§ **What you are asked to do**:
Pictures are not part of the copy. Reproduce all the records exactly.

§ **Source information**:

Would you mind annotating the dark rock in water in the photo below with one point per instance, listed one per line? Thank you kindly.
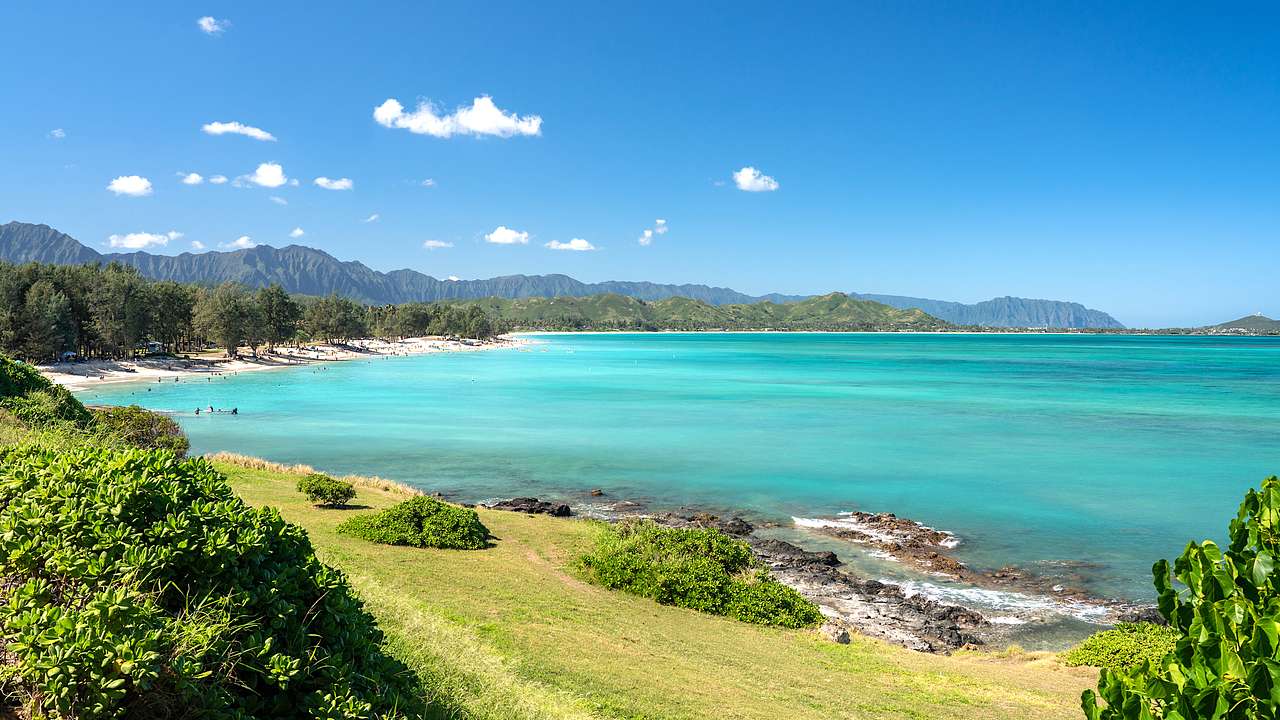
(735, 525)
(782, 554)
(533, 506)
(1150, 614)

§ **Result of this task**:
Would you mind annotating the dark rock in water in the photo below with one point per instance, listed one per line? Thank you kindly.
(735, 525)
(782, 554)
(533, 506)
(1150, 614)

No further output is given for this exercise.